▼▼▼
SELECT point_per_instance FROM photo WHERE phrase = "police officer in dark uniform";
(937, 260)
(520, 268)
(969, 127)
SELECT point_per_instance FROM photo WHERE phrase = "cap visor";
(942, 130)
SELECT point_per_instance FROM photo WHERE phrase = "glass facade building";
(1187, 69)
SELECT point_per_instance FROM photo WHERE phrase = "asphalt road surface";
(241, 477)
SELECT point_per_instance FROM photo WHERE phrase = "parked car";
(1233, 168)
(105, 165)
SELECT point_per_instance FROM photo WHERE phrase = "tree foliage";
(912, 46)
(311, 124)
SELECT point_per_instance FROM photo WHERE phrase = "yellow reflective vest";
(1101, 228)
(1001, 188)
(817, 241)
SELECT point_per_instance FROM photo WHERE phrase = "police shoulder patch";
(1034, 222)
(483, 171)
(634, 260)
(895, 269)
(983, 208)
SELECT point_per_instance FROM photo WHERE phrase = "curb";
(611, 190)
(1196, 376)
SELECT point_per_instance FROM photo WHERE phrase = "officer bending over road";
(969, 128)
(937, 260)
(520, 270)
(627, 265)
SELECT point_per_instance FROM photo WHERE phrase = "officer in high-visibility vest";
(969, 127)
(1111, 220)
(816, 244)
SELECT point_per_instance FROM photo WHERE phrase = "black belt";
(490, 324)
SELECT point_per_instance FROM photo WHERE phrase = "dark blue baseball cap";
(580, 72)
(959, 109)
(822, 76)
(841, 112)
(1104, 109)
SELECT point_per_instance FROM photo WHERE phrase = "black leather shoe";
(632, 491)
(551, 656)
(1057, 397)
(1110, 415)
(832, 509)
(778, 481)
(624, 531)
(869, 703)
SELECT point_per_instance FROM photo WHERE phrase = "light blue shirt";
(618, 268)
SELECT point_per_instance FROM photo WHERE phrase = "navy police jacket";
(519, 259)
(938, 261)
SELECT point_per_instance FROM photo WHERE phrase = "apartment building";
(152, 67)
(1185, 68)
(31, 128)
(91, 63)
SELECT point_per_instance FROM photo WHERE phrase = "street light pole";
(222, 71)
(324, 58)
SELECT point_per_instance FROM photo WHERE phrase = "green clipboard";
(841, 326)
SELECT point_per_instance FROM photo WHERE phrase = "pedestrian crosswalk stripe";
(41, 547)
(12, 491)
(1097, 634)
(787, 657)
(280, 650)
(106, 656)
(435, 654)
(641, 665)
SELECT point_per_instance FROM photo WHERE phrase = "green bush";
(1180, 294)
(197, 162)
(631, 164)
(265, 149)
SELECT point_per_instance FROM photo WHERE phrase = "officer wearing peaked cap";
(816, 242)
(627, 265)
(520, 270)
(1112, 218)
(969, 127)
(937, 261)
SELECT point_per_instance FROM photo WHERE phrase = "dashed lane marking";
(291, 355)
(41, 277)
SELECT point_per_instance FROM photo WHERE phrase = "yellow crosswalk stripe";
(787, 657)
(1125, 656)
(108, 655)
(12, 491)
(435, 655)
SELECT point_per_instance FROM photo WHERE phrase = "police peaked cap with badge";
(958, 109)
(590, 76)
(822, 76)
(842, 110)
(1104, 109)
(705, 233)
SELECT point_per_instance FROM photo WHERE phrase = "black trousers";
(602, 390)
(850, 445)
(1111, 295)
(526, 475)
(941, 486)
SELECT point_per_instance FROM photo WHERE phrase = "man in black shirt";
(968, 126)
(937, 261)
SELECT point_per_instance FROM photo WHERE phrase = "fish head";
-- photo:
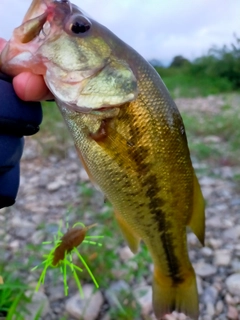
(81, 60)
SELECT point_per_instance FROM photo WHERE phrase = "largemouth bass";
(128, 133)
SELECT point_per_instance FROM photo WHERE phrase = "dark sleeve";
(17, 118)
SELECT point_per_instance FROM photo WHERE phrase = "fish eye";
(80, 25)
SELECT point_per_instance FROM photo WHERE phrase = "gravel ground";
(49, 184)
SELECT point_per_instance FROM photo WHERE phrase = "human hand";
(29, 86)
(17, 118)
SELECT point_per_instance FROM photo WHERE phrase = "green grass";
(182, 84)
(12, 295)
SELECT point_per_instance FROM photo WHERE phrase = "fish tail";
(169, 296)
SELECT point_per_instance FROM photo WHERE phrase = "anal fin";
(197, 220)
(129, 235)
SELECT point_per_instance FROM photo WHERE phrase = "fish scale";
(128, 133)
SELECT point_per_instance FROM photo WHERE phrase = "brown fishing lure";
(70, 240)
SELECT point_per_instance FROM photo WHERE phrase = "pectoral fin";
(131, 238)
(197, 220)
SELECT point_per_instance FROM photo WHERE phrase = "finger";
(2, 43)
(31, 87)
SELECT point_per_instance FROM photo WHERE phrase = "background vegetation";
(215, 73)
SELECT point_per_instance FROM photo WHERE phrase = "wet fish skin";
(128, 134)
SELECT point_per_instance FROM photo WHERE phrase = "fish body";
(128, 133)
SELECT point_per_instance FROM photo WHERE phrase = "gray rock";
(39, 301)
(233, 284)
(207, 252)
(23, 228)
(210, 310)
(113, 293)
(125, 253)
(232, 313)
(219, 307)
(204, 269)
(88, 307)
(55, 185)
(210, 295)
(222, 257)
(232, 233)
(143, 296)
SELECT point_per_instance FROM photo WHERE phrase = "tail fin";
(168, 297)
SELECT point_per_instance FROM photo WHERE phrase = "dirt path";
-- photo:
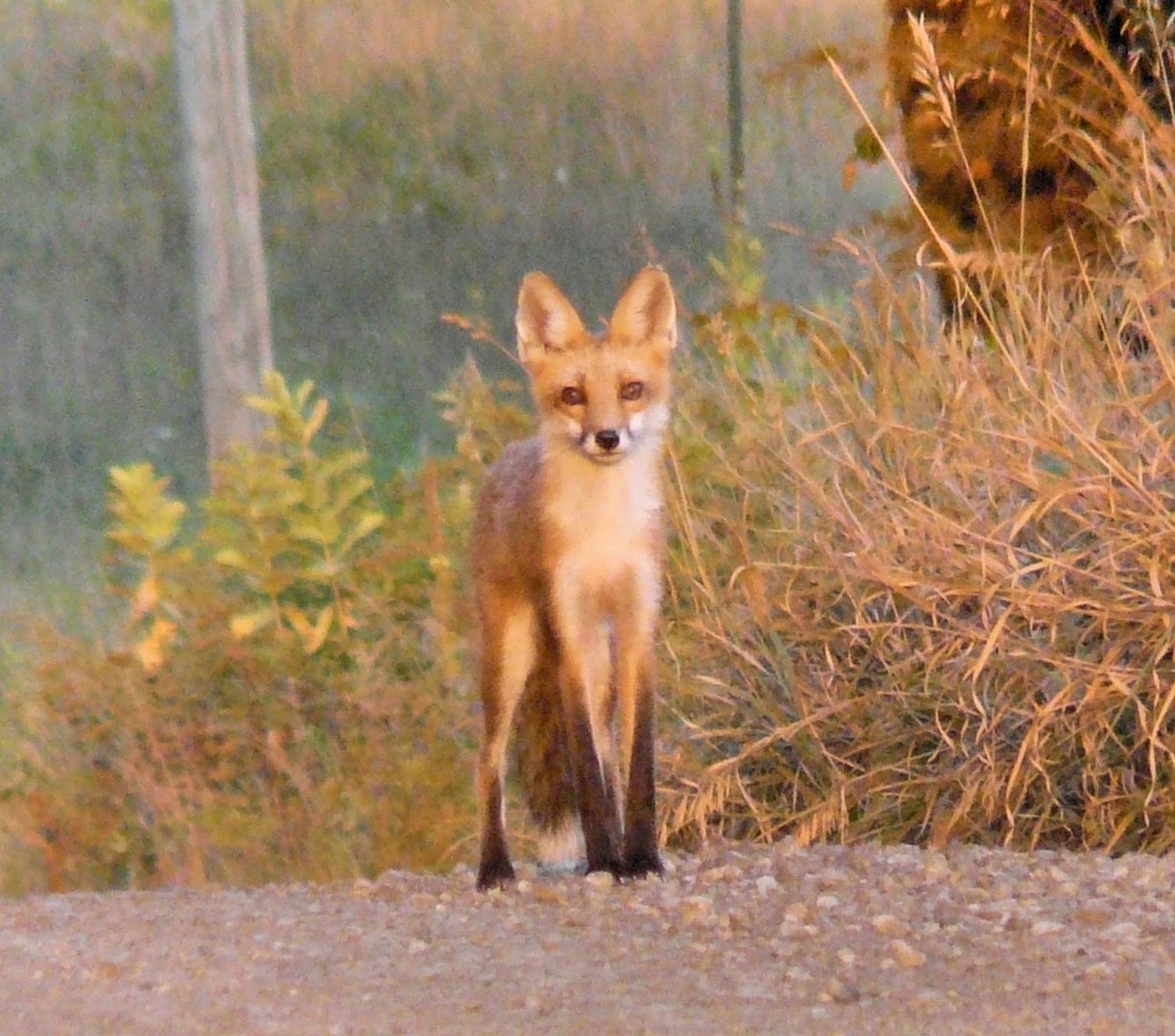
(737, 940)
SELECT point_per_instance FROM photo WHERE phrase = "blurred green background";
(416, 157)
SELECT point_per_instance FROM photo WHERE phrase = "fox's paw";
(643, 865)
(494, 874)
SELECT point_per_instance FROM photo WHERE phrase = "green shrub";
(291, 695)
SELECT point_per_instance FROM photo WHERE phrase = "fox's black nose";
(608, 439)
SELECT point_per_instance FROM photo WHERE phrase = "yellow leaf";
(232, 558)
(147, 594)
(367, 524)
(150, 648)
(150, 655)
(249, 623)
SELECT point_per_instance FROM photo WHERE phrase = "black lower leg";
(641, 855)
(495, 865)
(597, 807)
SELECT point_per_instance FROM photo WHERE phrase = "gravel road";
(738, 939)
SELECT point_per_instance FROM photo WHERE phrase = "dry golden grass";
(932, 601)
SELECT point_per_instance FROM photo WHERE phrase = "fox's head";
(603, 395)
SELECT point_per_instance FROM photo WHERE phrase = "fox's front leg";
(637, 691)
(508, 655)
(585, 692)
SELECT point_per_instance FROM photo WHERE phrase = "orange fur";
(566, 572)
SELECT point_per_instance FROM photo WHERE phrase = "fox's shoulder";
(512, 481)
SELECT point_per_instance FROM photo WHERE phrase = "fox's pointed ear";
(646, 312)
(545, 321)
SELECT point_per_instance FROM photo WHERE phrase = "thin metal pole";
(735, 105)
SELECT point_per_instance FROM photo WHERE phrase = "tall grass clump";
(932, 598)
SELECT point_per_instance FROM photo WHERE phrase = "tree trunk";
(235, 347)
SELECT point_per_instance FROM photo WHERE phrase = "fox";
(566, 568)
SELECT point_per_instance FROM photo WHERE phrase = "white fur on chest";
(606, 518)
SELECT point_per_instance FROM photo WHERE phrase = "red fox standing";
(566, 571)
▲▲▲
TASK BRIEF -
Transcribe the records above exactly as they appear, leaving out any pictures.

COMPLETE OUTPUT -
SELECT point_per_instance FROM photo WHERE phrase = "police officer in dark uniform";
(937, 260)
(520, 268)
(969, 127)
SELECT point_per_instance FROM photo WHERE phrase = "cap visor";
(942, 130)
SELECT point_per_instance FROM photo WHERE phrase = "glass facade building";
(1187, 69)
SELECT point_per_instance FROM photo WHERE phrase = "asphalt road surface";
(241, 477)
SELECT point_per_instance FROM photo WHERE phrase = "parked car";
(1233, 168)
(105, 165)
SELECT point_per_instance FROM photo WHERE phrase = "tree foliage";
(912, 46)
(311, 124)
SELECT point_per_instance FROM photo WHERE phrase = "yellow reflective vest";
(1101, 228)
(1001, 188)
(817, 241)
SELECT point_per_instance FROM photo WHERE phrase = "police shoulder patch";
(1034, 222)
(483, 171)
(634, 260)
(895, 269)
(983, 208)
SELECT point_per_instance FROM photo WHERE phrase = "curb";
(611, 190)
(1196, 376)
SELECT point_per_instance FROM photo WHERE phrase = "officer bending over road";
(969, 128)
(937, 260)
(520, 270)
(627, 265)
SELECT point_per_instance FROM photo WHERE phrase = "officer in high-visibility vest";
(969, 127)
(1111, 220)
(816, 244)
SELECT point_per_instance FROM photo WHERE phrase = "black belt";
(490, 324)
SELECT point_per_instance FROM photo WHERE phrase = "dark blue baseball cap";
(580, 72)
(959, 109)
(822, 76)
(841, 112)
(1104, 109)
SELECT point_per_instance FROM photo WHERE phrase = "black leather shoe";
(632, 491)
(551, 656)
(1057, 397)
(1110, 415)
(832, 509)
(778, 481)
(624, 531)
(869, 703)
SELECT point_per_instance FROM photo WHERE phrase = "light blue shirt";
(618, 268)
SELECT point_per_instance FROM photo WHERE phrase = "navy police jacket";
(519, 259)
(938, 261)
SELECT point_per_instance FROM photo WHERE phrase = "apartment building";
(152, 67)
(1185, 68)
(31, 128)
(91, 63)
SELECT point_per_instance FROM photo WHERE phrase = "street light pole";
(222, 71)
(324, 58)
SELECT point_per_instance FROM photo WHERE phrase = "green clipboard";
(841, 326)
SELECT point_per_instance FROM photo WHERE phrase = "pedestrian crosswalk stripe";
(41, 547)
(12, 491)
(1097, 634)
(787, 657)
(280, 650)
(106, 656)
(435, 654)
(641, 665)
SELECT point_per_instance FROM photo WHERE phrase = "green bush";
(1180, 294)
(197, 162)
(631, 164)
(265, 149)
SELECT point_per_instance FROM photo WHERE phrase = "officer wearing peaked cap";
(816, 242)
(627, 265)
(520, 270)
(1112, 218)
(969, 127)
(937, 261)
SELECT point_per_instance FROM photo WHERE phrase = "dashed lane marking";
(291, 355)
(41, 277)
SELECT point_per_instance FROM photo WHERE phrase = "yellow crosswalk stripe";
(787, 657)
(1125, 656)
(108, 655)
(12, 491)
(435, 655)
SELECT point_per_instance FROM photo WHERE phrase = "police peaked cap with badge";
(958, 109)
(590, 76)
(822, 76)
(842, 110)
(1104, 109)
(705, 233)
SELECT point_per_instance FROM photo WHERE phrase = "black trousers";
(602, 390)
(850, 445)
(1111, 295)
(526, 475)
(941, 486)
SELECT point_per_instance FROM photo WHERE phrase = "man in black shirt";
(968, 126)
(937, 261)
SELECT point_per_instance FROM photo WHERE phrase = "fish head";
-- photo:
(81, 60)
SELECT point_per_instance FROM photo WHERE phrase = "largemouth bass";
(128, 133)
SELECT point_per_instance FROM photo WHERE phrase = "dark sleeve";
(17, 118)
SELECT point_per_instance FROM photo WHERE phrase = "fish eye";
(80, 25)
SELECT point_per_instance FROM photo WHERE phrase = "gravel ground";
(49, 184)
SELECT point_per_instance FROM photo WHERE phrase = "human hand";
(29, 86)
(17, 118)
SELECT point_per_instance FROM photo WHERE phrase = "green grass";
(182, 84)
(12, 295)
SELECT point_per_instance FROM photo WHERE phrase = "fish tail";
(169, 296)
SELECT point_per_instance FROM photo WHERE phrase = "anal fin";
(197, 220)
(129, 235)
SELECT point_per_instance FROM photo WHERE phrase = "fish scale";
(128, 133)
SELECT point_per_instance FROM photo WHERE phrase = "brown fishing lure";
(70, 240)
SELECT point_per_instance FROM photo WHERE phrase = "pectoral fin";
(131, 238)
(197, 220)
SELECT point_per_instance FROM photo WHERE phrase = "finger";
(2, 43)
(31, 87)
SELECT point_per_instance FROM photo WHERE phrase = "background vegetation";
(215, 73)
SELECT point_per_instance FROM photo WHERE phrase = "wet fish skin";
(128, 134)
SELECT point_per_instance FROM photo WHERE phrase = "fish body";
(128, 133)
SELECT point_per_instance FROM photo WHERE phrase = "gray rock";
(39, 301)
(233, 284)
(207, 252)
(23, 228)
(210, 310)
(113, 293)
(125, 253)
(232, 313)
(219, 307)
(204, 269)
(88, 307)
(55, 185)
(210, 295)
(222, 257)
(232, 233)
(143, 296)
SELECT point_per_instance FROM photo WHERE phrase = "tail fin";
(168, 297)
SELECT point_per_instance FROM photo WHERE phrase = "dirt path";
-- photo:
(737, 940)
SELECT point_per_instance FROM photo WHERE phrase = "blurred green background";
(416, 157)
SELECT point_per_instance FROM photo WHERE phrase = "fox's paw";
(643, 865)
(494, 874)
SELECT point_per_instance FROM photo WHERE phrase = "green shrub";
(291, 695)
SELECT point_per_instance FROM photo WHERE phrase = "fox's black nose";
(608, 439)
SELECT point_per_instance FROM photo WHERE phrase = "yellow leaf";
(232, 558)
(147, 594)
(367, 524)
(150, 648)
(150, 655)
(249, 623)
SELECT point_per_instance FROM photo WHERE phrase = "black lower leg";
(641, 855)
(495, 865)
(597, 807)
SELECT point_per_instance FROM photo WHERE phrase = "gravel road";
(738, 939)
SELECT point_per_instance FROM photo WHERE phrase = "dry golden grass";
(932, 601)
SELECT point_per_instance FROM photo WHERE phrase = "fox's head";
(603, 395)
SELECT point_per_instance FROM photo WHERE phrase = "fox's front leg";
(637, 691)
(508, 655)
(585, 692)
SELECT point_per_instance FROM photo WHERE phrase = "orange fur";
(566, 572)
SELECT point_per_instance FROM photo WHERE phrase = "fox's shoulder";
(512, 481)
SELECT point_per_instance FROM photo WHERE phrase = "fox's pointed ear";
(646, 312)
(545, 321)
SELECT point_per_instance FROM photo WHERE phrase = "thin metal pole";
(735, 105)
SELECT point_per_instance FROM photo WHERE phrase = "tall grass clump";
(932, 598)
SELECT point_per_instance FROM photo WHERE phrase = "tree trunk";
(235, 347)
SELECT point_per_instance FROM photo WHERE phrase = "fox";
(566, 568)
SELECT point_per_instance FROM photo WHERE phrase = "white fur on chest";
(606, 518)
SELECT point_per_instance FROM photo WHERE phrase = "red fox standing";
(566, 571)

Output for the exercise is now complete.